TASK BRIEF:
Search the listing below for the word "bracketed" and return each line that contains it.

MATERIAL FOR THIS EXERCISE:
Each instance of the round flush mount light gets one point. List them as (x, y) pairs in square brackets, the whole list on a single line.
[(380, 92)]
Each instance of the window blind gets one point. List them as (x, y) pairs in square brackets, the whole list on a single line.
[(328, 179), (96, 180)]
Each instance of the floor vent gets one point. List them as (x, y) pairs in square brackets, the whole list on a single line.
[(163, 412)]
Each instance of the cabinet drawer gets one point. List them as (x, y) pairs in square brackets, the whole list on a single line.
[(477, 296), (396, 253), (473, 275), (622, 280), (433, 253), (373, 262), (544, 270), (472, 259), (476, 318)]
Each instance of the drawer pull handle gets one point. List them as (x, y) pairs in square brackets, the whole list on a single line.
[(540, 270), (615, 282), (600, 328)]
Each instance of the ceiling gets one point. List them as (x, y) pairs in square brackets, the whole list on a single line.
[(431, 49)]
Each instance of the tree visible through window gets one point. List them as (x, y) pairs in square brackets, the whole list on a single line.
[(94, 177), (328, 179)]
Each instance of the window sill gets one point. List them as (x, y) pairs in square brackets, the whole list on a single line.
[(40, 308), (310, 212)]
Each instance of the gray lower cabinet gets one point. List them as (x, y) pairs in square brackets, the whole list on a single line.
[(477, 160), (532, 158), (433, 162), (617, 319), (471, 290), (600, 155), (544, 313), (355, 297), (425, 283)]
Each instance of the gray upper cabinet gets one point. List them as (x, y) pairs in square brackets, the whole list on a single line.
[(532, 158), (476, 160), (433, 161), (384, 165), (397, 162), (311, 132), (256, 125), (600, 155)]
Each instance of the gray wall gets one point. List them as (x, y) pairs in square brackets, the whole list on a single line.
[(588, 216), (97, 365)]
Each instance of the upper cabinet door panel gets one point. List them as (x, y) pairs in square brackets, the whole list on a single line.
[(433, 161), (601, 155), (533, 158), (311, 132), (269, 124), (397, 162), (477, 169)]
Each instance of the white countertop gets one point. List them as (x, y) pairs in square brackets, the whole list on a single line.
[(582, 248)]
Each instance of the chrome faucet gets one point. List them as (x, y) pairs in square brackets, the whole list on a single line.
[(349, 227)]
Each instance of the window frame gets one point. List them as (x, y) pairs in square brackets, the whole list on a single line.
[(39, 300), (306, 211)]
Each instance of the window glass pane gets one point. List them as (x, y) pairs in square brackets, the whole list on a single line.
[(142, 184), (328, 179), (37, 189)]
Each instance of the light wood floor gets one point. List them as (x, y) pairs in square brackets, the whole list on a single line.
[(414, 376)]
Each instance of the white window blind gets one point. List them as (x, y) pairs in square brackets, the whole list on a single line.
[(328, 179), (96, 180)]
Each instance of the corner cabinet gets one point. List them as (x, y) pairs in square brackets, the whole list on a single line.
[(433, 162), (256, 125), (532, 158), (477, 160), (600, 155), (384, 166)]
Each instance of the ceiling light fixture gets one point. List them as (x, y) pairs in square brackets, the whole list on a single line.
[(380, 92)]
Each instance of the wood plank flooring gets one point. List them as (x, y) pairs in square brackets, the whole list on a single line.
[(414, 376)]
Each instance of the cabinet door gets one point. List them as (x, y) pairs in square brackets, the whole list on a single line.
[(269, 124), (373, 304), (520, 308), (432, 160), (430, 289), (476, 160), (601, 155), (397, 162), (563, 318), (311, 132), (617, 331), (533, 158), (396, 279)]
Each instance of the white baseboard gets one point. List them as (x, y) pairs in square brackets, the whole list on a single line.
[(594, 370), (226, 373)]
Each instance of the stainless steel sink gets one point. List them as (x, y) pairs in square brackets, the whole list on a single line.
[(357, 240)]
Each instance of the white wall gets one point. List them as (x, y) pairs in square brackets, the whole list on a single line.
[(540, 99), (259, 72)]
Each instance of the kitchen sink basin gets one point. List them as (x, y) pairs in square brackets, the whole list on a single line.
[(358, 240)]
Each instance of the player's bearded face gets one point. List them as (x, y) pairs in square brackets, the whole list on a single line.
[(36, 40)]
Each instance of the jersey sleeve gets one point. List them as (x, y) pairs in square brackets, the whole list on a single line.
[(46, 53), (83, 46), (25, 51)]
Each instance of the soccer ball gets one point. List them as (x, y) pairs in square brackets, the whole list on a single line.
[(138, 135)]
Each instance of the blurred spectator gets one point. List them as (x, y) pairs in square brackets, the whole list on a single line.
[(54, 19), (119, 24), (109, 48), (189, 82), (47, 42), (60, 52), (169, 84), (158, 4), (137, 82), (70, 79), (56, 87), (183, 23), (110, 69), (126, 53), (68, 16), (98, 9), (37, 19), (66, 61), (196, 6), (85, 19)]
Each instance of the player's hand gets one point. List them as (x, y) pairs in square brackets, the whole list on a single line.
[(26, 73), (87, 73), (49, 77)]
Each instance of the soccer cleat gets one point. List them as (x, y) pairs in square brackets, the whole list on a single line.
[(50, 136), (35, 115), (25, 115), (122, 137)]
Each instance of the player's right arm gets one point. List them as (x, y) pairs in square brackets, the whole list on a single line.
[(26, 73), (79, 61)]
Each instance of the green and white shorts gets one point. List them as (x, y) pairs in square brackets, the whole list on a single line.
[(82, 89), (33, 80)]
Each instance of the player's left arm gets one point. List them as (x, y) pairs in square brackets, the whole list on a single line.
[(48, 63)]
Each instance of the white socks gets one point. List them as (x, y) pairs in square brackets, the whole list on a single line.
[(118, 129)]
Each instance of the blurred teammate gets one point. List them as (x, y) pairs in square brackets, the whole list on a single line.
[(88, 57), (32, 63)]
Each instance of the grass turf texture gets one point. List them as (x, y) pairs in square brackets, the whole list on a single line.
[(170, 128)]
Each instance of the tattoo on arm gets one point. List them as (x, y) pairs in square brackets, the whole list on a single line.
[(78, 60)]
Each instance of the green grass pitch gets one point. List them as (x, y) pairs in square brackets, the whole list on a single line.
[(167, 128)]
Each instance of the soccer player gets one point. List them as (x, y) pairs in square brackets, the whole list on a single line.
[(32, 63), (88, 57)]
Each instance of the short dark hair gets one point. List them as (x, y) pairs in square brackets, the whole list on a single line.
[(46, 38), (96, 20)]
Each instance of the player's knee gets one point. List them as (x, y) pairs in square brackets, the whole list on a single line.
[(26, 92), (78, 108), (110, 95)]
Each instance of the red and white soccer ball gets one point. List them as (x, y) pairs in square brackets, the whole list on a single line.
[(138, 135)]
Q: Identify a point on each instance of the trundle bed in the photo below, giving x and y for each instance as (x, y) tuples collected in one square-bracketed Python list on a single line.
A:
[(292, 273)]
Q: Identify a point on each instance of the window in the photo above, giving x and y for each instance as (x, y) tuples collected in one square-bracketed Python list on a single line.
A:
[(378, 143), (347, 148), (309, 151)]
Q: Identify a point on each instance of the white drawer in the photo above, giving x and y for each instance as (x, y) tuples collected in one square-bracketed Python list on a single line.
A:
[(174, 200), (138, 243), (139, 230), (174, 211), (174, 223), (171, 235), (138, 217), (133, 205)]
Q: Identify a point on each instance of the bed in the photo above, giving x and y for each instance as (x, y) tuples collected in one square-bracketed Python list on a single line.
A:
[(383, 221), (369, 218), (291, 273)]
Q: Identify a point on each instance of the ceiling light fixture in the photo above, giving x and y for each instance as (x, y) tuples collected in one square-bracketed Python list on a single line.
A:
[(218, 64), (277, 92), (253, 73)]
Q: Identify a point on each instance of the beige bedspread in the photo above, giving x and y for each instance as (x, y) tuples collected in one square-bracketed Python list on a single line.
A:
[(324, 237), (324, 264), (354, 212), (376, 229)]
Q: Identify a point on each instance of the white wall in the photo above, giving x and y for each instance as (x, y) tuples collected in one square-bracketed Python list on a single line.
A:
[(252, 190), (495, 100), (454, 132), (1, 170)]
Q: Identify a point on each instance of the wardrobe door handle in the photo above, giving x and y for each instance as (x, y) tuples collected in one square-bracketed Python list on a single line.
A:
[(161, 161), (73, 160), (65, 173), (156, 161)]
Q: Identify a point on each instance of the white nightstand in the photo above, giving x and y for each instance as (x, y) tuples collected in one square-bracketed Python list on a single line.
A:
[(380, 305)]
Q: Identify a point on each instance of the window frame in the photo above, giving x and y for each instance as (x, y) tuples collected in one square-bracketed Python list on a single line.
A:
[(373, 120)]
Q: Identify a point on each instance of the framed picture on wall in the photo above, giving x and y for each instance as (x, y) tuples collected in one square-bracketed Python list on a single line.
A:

FINISHED TASK:
Q: Identify a point on each instance of the trundle bed in the photo below, giving x and y for each instance as (x, y) tuples collected in one square-bracketed Python list on a single line.
Q: Identify a point on each instance of the window in the photo above, giving x and y for each instance as (x, y) tuples collected in one square-bracketed Python list on a single line.
Q: Identify a point on each instance of the white drawer in the photo above, giving x and y for each instance as (x, y) tuples collected in one square-bracketed Python list on a single line.
Q: Identify a point on each instance of the bed in the photo above, giving x and y for each instance as (x, y) tuples collected in one square-bracketed Python list on a single line.
Q: Identify a point on each instance of the ceiling light fixture in the photo above, giving x and y for each instance as (x, y) tuples collected in one square-bracketed Python list on a single line.
Q: Identify a point on each instance of the beige bedspread in the photo above, giving x and y for each instance as (x, y) tuples collected in one square-bracketed Python list on a single line.
Q: Identify a point on each instance of the white wall in the photo above, giving x and y for each instance as (x, y) tuples collected in one square-bracketed Python list on a single line.
Q: Identify a point on each instance of the wardrobe door handle in the photo above, giving x and y for each instance as (x, y) tuples collected in one square-bracketed Python list on a single line.
Q: Identify a point on each instance of the white nightstand in the photo above, giving x and y for each instance as (x, y) tuples collected in one square-bracketed Python list on a single line.
Q: Identify a point on each instance of the window frame in the photo above, giving x and y for each instance as (x, y) tuples collected in one square-bracketed Python list on a single line.
Q: Identify a point on each instance of the framed picture on wall in the photo above, giving x and y for each instance as (x, y) tuples collected in one square-bracketed Python list on a single line.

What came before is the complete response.